TO DO
The answer must be every line of the records below that contains the word "instances", copied out.
PROVIDED DATA Block Start
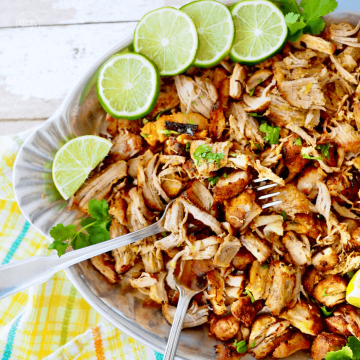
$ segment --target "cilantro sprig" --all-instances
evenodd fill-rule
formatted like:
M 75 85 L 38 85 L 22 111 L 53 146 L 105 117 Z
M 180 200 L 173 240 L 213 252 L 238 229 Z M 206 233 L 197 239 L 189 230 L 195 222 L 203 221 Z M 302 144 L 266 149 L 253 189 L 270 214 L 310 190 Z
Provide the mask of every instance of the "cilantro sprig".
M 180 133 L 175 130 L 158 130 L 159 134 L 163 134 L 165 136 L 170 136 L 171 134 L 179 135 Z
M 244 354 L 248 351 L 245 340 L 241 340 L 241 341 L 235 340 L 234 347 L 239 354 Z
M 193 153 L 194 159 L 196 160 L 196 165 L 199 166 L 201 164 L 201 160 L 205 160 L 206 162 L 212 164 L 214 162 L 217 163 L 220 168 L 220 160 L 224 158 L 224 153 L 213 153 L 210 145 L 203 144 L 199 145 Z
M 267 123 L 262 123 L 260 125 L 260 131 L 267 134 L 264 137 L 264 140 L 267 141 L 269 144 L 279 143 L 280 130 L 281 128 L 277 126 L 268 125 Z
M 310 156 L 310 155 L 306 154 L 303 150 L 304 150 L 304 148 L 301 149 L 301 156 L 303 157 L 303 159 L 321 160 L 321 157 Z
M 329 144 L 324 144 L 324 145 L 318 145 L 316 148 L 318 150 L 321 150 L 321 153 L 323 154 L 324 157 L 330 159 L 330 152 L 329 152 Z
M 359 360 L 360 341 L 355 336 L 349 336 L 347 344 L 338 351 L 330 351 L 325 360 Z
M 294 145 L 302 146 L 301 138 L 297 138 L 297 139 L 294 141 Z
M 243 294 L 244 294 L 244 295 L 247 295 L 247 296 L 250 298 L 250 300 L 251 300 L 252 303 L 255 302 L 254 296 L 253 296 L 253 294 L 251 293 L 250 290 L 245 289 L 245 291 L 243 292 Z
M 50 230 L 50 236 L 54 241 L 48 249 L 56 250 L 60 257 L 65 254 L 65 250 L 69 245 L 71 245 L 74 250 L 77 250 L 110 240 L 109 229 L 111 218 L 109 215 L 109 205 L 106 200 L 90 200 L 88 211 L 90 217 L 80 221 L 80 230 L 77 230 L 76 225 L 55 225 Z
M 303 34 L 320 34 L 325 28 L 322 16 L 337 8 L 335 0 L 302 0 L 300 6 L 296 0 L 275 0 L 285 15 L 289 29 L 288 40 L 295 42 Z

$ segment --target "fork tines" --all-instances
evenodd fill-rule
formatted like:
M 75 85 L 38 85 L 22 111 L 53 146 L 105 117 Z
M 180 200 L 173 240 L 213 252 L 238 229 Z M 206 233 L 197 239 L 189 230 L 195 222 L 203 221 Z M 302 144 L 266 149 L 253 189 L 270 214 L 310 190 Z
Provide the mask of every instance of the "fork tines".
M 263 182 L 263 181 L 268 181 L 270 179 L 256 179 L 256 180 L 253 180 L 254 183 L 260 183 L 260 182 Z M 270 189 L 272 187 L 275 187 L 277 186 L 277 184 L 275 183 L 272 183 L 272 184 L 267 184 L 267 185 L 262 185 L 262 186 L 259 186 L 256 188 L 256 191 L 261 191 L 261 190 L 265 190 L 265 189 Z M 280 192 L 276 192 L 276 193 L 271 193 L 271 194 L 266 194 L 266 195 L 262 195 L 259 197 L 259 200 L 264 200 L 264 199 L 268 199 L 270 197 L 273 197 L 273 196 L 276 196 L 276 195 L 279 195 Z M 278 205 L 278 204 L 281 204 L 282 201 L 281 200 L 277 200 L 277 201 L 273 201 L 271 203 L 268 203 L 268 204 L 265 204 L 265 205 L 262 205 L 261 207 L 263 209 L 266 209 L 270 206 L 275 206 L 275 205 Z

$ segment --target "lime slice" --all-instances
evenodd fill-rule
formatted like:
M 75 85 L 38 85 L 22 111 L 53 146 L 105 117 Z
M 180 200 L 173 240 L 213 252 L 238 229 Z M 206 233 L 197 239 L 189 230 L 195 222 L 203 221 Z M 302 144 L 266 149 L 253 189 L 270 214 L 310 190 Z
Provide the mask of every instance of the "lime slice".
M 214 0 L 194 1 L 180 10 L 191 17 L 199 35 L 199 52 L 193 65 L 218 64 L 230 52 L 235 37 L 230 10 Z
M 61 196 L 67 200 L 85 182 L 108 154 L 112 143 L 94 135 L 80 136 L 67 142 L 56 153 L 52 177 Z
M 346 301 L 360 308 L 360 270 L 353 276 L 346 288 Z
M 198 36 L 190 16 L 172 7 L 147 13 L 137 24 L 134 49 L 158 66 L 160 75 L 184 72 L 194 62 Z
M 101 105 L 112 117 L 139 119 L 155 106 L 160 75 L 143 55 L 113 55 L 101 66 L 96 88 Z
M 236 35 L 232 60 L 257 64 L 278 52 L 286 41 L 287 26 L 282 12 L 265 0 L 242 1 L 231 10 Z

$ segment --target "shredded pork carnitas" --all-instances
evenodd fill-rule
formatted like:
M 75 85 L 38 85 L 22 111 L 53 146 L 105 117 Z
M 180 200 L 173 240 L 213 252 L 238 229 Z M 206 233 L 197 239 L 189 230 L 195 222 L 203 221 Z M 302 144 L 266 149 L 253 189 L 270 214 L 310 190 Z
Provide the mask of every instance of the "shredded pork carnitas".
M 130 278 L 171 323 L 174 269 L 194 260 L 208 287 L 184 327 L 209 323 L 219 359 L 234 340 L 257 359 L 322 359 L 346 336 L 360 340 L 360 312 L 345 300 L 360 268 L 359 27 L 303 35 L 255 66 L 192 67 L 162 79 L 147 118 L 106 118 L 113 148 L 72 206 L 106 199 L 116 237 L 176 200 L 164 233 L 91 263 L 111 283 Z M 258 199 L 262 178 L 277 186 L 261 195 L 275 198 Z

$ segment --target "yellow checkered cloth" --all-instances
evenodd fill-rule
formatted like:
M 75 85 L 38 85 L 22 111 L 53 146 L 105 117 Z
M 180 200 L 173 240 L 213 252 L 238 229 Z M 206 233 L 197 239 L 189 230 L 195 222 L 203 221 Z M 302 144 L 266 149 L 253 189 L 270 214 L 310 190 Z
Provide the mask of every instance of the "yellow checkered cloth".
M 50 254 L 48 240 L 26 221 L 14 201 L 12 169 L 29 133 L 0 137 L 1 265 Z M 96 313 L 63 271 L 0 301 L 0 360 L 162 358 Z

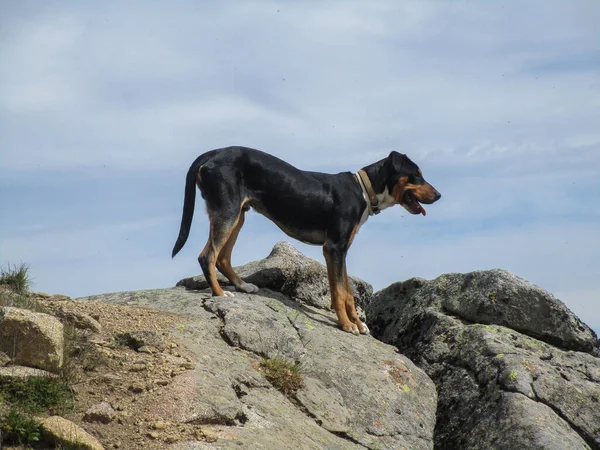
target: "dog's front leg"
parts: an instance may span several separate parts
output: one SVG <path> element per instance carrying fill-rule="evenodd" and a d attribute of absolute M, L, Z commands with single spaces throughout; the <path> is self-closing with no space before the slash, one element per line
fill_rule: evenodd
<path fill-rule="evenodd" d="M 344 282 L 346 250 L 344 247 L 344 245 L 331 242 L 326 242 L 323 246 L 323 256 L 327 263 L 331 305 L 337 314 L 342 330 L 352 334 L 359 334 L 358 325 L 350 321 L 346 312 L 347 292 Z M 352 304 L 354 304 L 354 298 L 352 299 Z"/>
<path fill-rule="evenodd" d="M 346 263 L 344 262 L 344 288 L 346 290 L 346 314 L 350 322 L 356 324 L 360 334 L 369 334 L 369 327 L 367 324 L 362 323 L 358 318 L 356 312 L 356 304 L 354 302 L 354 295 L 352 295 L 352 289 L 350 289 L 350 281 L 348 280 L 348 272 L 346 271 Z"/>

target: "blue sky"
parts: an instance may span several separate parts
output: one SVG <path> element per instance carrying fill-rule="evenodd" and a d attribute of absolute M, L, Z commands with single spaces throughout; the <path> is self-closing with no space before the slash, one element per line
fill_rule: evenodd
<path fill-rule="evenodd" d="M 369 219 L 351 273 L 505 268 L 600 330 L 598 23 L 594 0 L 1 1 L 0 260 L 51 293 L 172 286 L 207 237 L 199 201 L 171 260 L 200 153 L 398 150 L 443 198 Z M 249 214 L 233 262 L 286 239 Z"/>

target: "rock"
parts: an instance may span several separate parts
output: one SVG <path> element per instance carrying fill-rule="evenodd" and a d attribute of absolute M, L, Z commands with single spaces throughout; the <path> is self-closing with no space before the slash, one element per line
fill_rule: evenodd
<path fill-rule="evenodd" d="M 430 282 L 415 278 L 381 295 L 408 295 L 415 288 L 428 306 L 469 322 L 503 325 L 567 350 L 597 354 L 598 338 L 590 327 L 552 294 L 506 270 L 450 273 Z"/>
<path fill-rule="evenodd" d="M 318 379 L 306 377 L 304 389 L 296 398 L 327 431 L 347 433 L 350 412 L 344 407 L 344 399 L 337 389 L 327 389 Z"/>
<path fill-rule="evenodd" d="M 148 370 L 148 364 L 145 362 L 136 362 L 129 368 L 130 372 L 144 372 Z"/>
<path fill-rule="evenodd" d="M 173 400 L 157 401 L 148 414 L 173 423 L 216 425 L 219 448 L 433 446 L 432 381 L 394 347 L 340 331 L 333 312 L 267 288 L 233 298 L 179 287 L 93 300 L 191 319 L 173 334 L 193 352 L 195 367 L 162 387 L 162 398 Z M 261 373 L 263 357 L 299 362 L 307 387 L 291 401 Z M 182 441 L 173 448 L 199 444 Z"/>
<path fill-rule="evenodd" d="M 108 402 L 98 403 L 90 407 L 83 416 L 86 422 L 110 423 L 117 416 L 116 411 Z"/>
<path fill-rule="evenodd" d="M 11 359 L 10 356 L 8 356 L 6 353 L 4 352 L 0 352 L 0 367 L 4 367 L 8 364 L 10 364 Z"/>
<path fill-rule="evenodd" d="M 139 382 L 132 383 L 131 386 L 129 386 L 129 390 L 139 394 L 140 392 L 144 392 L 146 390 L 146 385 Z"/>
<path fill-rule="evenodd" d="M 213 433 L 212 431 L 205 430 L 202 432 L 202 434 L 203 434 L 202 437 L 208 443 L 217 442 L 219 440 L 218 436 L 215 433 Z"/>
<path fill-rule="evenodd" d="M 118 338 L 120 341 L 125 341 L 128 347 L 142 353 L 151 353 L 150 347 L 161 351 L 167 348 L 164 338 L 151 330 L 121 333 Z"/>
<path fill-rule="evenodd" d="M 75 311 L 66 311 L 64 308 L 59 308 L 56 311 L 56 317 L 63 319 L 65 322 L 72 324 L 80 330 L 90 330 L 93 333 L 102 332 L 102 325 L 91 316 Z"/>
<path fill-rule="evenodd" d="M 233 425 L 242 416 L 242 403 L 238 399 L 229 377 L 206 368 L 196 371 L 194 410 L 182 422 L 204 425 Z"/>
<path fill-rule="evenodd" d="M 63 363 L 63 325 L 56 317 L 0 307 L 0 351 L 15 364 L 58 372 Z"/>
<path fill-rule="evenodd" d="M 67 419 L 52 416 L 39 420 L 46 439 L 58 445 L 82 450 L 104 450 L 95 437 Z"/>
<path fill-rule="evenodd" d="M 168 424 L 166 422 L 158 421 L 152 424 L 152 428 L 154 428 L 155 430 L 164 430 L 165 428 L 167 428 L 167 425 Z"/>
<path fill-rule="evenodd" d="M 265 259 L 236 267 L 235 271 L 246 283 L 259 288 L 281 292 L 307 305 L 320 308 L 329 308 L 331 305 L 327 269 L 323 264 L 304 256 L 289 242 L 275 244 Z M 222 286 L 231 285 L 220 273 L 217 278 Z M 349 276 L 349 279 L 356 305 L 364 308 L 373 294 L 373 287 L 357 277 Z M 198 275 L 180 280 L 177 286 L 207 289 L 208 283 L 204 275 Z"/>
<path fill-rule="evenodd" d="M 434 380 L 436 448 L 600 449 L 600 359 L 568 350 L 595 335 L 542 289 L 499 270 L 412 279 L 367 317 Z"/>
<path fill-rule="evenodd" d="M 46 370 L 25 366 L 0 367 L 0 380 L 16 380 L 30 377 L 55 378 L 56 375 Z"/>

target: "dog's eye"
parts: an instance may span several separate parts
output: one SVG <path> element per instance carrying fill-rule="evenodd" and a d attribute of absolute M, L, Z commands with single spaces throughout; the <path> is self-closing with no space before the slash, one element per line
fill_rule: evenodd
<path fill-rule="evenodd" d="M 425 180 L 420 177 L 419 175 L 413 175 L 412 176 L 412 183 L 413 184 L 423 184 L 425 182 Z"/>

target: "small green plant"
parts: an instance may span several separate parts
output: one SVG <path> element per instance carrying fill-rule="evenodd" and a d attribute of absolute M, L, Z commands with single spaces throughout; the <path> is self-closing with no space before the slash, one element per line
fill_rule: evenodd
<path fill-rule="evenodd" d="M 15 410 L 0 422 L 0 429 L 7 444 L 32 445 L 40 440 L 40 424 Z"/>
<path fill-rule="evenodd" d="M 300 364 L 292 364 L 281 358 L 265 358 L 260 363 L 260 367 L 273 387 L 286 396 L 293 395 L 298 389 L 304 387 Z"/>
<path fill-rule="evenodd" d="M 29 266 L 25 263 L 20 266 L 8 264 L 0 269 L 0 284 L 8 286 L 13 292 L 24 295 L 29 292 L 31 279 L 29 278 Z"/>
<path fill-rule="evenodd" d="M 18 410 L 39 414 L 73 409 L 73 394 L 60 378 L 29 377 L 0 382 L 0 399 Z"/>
PROVIDED DATA Block End
WRITTEN RESPONSE
$ segment --target "cilantro sprig" --all-instances
$ segment --target "fork tines" --all-instances
$ segment --target "lime slice" --all-instances
$ segment --target "shredded pork carnitas" --all-instances
$ segment --target "yellow checkered cloth" --all-instances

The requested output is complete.